» SOURCE:
This incident once again reveals the malleability of the Proletkult's class-based language. When Shcheglov opposed the aesthetic direction of the Petrograd organization, he was singled out as a suspect intellectual. But the social origins of intellectual friends went unnoticed. Just as participants altered the definition of "worker" to fit the organization's heterogeneous membership, they stretched the meanings of "intellectual" and "specialist" to suit their needs. They even devised new categories for those who had earned their trust and sympathy.

[Region annotation entries]
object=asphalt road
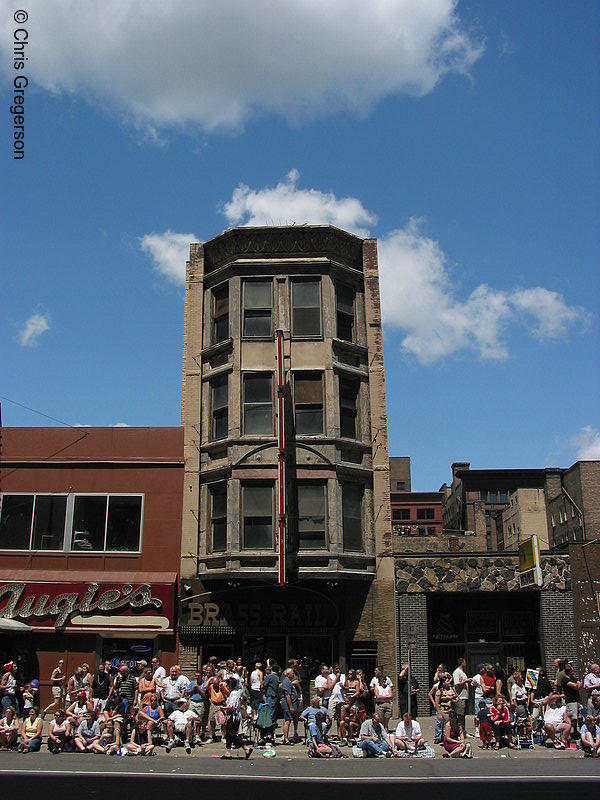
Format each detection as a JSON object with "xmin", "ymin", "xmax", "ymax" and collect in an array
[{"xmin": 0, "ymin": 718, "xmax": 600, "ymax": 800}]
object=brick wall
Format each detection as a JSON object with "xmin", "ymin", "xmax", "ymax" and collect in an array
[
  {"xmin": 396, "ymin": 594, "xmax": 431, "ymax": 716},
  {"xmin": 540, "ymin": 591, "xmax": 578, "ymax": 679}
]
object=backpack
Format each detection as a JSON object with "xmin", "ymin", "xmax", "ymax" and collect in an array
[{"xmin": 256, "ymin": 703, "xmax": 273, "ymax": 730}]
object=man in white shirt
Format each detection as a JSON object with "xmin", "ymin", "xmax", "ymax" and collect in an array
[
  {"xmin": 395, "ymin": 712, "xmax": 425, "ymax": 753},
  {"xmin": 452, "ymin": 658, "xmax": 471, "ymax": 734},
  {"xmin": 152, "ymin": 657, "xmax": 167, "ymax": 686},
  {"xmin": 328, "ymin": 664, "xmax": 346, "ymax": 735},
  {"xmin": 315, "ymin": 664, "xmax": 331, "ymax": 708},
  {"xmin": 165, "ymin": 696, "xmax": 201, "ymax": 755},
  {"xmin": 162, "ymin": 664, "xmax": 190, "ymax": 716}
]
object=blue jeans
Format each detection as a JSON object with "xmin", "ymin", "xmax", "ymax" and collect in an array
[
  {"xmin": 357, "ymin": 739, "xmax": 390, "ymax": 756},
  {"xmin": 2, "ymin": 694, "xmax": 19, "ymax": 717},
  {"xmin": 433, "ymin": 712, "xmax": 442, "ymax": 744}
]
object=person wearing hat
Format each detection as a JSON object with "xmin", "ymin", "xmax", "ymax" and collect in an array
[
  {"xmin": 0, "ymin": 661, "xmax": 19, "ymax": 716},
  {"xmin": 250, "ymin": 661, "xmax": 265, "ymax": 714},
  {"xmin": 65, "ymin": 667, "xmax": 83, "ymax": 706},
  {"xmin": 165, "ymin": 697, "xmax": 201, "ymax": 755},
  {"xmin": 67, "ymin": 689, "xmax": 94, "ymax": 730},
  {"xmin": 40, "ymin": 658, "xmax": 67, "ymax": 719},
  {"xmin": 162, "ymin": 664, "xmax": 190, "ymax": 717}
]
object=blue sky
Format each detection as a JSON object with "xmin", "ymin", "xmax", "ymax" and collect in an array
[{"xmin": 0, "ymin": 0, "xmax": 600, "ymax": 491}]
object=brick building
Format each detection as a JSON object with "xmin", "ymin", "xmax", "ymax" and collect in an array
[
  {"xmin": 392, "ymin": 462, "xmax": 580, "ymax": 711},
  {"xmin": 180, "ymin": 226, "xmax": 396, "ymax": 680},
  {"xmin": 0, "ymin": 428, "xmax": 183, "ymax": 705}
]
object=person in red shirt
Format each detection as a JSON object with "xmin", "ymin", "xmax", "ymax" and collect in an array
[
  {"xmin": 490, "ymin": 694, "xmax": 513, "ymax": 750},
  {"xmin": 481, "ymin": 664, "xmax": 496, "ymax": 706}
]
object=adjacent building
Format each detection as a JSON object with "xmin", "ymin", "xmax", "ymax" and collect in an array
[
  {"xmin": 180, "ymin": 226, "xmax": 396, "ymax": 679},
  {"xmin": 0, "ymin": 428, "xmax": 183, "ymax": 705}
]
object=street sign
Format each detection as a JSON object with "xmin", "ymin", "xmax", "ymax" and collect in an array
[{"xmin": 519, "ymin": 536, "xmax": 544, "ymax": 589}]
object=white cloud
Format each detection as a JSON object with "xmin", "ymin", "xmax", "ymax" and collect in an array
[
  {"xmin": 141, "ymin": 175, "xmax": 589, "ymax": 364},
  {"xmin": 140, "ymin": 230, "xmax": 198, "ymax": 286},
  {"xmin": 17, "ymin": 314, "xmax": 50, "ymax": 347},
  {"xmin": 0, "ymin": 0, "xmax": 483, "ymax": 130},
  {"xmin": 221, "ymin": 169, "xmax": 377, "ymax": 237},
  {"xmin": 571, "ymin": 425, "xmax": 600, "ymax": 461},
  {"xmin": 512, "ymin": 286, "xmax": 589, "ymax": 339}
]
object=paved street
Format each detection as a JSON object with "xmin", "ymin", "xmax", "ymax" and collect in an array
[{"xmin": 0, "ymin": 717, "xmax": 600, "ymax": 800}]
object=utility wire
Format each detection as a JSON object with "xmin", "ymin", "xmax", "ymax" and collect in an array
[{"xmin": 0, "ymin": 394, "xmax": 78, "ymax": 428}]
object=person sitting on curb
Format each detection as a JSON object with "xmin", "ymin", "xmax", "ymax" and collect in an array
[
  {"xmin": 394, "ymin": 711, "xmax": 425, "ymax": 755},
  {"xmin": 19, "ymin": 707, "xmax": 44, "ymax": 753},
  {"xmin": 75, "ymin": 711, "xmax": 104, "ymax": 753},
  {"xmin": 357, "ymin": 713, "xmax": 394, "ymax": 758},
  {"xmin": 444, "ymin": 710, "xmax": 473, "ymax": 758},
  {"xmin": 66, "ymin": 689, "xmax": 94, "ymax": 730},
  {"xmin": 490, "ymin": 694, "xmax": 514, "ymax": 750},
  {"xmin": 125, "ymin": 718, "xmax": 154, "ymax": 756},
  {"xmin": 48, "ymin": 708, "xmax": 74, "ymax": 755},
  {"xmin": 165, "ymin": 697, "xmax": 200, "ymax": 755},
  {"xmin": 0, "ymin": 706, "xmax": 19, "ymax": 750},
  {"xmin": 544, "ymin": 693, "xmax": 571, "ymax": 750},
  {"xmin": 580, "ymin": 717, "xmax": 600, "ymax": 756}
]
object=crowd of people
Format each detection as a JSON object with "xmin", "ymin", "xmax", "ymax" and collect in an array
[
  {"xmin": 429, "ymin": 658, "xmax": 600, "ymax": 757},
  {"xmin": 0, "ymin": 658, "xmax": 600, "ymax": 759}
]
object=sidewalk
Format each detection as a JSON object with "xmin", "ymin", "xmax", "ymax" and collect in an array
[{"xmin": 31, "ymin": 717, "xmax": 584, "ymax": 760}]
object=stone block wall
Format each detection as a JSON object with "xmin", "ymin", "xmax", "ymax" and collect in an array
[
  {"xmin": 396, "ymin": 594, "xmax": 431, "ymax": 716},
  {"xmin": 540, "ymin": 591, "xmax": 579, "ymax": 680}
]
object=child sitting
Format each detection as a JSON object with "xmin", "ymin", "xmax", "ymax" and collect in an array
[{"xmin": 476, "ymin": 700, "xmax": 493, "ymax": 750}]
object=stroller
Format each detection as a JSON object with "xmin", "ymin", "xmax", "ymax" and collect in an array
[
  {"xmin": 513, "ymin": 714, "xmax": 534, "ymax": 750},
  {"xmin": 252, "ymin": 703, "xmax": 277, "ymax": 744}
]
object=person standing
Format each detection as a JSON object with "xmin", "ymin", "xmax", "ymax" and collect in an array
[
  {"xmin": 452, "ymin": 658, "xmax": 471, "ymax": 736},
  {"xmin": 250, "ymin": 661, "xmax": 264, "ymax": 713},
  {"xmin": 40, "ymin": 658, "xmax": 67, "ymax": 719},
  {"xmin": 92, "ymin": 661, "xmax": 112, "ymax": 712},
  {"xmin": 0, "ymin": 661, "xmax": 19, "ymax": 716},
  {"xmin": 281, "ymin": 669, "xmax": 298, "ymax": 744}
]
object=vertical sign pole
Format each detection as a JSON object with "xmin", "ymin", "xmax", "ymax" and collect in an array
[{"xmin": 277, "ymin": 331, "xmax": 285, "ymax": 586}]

--

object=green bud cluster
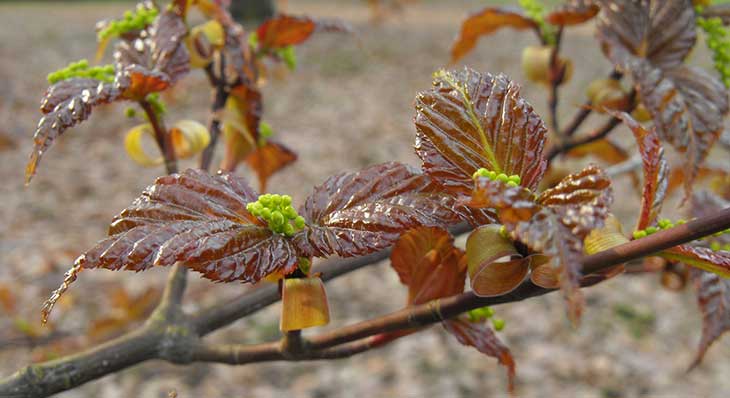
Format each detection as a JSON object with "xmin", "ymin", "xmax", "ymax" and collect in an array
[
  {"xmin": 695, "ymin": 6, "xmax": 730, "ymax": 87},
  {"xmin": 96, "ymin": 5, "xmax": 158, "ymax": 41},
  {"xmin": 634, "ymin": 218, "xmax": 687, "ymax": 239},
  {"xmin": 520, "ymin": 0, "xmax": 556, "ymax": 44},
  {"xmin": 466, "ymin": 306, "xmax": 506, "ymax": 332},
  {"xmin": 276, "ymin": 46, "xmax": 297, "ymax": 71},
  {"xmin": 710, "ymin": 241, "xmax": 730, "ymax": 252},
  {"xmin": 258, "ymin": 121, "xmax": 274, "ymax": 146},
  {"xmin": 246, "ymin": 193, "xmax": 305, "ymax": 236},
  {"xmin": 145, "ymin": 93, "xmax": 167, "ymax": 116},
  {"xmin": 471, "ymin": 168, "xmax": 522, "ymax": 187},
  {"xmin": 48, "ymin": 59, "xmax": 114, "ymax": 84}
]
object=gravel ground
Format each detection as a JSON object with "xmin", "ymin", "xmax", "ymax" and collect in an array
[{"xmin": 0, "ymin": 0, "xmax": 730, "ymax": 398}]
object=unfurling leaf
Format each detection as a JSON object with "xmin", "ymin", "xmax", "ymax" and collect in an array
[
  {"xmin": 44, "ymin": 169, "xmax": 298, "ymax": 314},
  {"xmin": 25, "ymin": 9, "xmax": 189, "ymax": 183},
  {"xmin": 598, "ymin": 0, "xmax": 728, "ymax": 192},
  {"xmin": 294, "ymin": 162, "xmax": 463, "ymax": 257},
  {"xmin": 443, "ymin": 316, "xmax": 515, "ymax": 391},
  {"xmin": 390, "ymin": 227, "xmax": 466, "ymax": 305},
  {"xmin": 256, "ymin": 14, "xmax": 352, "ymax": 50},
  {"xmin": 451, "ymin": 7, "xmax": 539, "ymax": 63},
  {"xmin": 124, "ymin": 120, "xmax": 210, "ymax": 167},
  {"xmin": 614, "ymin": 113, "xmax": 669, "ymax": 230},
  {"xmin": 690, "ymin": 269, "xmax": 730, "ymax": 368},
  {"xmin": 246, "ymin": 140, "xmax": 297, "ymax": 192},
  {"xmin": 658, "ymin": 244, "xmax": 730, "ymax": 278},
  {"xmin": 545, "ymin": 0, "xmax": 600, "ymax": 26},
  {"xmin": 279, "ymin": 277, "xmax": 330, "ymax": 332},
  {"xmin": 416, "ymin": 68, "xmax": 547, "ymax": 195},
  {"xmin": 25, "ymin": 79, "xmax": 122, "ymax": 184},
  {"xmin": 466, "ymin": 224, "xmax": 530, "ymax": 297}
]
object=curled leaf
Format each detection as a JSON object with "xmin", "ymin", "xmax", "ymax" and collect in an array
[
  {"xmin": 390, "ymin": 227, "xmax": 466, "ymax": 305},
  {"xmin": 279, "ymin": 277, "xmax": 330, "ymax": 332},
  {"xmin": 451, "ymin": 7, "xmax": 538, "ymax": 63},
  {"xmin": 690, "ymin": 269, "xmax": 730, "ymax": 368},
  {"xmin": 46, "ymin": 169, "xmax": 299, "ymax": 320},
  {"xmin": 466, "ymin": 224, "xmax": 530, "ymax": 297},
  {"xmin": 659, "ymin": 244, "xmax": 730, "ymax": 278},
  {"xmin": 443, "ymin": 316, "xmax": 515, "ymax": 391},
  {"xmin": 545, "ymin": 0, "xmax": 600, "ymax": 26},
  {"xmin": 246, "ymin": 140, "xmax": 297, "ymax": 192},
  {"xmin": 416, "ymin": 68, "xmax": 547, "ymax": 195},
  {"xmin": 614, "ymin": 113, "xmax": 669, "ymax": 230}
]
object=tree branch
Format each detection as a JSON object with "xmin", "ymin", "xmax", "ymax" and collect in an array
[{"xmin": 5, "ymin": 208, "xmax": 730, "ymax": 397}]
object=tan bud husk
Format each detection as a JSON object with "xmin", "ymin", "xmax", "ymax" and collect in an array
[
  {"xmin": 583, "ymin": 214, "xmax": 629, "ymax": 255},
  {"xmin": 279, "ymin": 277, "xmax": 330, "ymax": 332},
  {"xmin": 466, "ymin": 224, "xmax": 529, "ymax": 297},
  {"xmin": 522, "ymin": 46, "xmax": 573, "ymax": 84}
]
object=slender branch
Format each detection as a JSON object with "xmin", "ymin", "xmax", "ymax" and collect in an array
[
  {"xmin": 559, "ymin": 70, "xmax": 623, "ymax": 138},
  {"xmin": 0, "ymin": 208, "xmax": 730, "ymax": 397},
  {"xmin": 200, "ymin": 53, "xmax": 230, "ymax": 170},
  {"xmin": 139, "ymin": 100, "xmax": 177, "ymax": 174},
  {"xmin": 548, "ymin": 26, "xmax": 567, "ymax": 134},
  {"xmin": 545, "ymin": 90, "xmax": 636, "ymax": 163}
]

--

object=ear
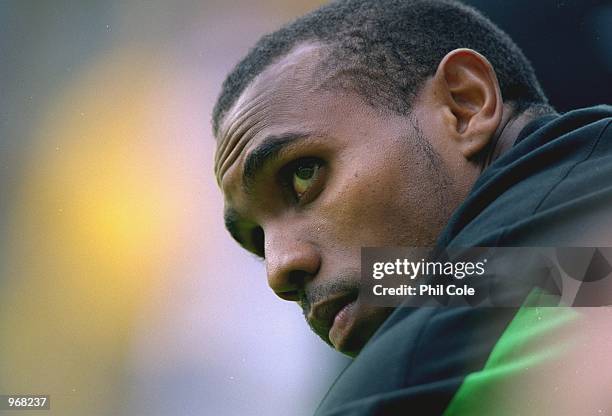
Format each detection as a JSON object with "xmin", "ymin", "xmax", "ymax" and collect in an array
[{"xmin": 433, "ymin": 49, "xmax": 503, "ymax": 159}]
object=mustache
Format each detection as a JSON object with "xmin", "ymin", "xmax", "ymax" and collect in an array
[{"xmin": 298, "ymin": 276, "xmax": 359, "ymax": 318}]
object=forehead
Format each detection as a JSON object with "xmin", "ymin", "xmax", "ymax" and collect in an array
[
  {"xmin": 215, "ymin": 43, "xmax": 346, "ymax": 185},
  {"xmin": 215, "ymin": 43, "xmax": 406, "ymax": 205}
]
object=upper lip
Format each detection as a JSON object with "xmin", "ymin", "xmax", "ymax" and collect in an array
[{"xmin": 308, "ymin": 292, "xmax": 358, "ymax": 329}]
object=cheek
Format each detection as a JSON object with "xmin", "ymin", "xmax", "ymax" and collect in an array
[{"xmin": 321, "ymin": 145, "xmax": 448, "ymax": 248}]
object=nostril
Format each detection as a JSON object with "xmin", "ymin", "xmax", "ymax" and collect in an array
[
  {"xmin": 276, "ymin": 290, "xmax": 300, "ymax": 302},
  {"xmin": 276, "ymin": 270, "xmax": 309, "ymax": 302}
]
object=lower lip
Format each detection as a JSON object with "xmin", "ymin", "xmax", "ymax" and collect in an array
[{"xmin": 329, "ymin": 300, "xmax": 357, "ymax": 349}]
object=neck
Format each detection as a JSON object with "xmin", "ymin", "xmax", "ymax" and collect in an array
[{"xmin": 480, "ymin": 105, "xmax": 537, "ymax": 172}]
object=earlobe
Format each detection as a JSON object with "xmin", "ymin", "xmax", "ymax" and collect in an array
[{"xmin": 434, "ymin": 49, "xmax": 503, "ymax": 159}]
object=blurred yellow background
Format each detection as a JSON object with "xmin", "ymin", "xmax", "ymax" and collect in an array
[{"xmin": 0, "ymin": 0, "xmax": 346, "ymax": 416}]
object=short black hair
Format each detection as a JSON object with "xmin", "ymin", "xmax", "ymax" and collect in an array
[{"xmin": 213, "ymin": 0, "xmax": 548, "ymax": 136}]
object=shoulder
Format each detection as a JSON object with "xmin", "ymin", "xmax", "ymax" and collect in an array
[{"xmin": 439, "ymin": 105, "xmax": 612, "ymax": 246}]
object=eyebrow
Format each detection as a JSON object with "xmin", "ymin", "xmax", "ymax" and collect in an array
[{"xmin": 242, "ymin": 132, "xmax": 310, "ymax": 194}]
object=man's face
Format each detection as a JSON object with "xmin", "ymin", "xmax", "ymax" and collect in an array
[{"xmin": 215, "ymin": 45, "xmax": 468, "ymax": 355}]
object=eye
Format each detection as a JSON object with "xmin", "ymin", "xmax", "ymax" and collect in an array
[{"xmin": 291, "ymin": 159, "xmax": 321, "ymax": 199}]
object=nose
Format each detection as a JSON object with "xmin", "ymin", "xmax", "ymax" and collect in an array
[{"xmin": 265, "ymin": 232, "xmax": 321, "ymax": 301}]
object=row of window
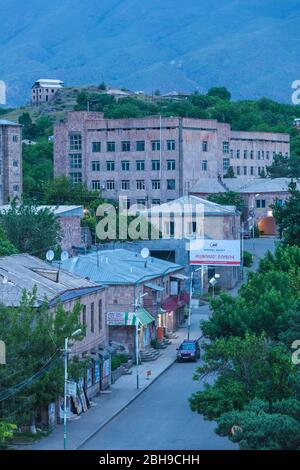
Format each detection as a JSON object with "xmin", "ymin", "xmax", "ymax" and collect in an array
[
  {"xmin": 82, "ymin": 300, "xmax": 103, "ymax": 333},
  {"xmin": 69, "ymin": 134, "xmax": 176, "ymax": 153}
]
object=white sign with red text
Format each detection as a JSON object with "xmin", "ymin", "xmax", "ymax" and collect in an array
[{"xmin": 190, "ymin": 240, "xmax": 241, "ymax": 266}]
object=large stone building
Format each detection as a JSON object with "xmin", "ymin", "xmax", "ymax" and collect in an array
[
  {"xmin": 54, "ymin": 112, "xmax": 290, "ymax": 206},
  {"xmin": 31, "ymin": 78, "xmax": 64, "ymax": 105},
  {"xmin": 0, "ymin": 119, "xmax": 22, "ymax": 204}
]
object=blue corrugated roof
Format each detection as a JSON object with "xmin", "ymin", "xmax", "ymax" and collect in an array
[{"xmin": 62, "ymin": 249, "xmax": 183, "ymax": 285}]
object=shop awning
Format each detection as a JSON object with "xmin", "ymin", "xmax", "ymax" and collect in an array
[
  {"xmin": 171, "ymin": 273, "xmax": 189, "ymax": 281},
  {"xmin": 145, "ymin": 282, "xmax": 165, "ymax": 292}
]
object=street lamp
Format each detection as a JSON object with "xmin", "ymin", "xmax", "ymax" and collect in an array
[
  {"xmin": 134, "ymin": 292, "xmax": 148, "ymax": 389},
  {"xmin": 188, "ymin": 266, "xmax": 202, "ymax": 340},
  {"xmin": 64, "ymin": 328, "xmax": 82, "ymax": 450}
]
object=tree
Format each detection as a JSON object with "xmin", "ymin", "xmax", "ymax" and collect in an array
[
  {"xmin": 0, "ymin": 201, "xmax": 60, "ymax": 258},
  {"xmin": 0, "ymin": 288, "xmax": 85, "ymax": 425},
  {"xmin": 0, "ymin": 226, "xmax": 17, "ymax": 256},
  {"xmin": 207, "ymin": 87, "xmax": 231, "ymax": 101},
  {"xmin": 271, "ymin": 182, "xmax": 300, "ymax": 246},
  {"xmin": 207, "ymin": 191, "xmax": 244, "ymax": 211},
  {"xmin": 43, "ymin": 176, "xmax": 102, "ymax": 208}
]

» TO DO:
**1.** Copy the passage on the Proletkult from "This incident once" up to and including "trust and sympathy.".
**2.** According to the passage on the Proletkult, what happened to Shcheglov when he opposed the aesthetic direction of the Petrograd organization?
**3.** Using the passage on the Proletkult, explain why participants altered the definition of "worker."

» TASK ANSWERS:
**1.**
This incident once again reveals the malleability of the Proletkult's class-based language. When Shcheglov opposed the aesthetic direction of the Petrograd organization, he was singled out as a suspect intellectual. But the social origins of intellectual friends went unnoticed. Just as participants altered the definition of "worker" to fit the organization's heterogeneous membership, they stretched the meanings of "intellectual" and "specialist" to suit their needs. They even devised new categories for those who had earned their trust and sympathy.

**2.** He was singled out as a suspect intellectual.

**3.** Participants altered the definition of "worker" to fit the organization's heterogeneous membership.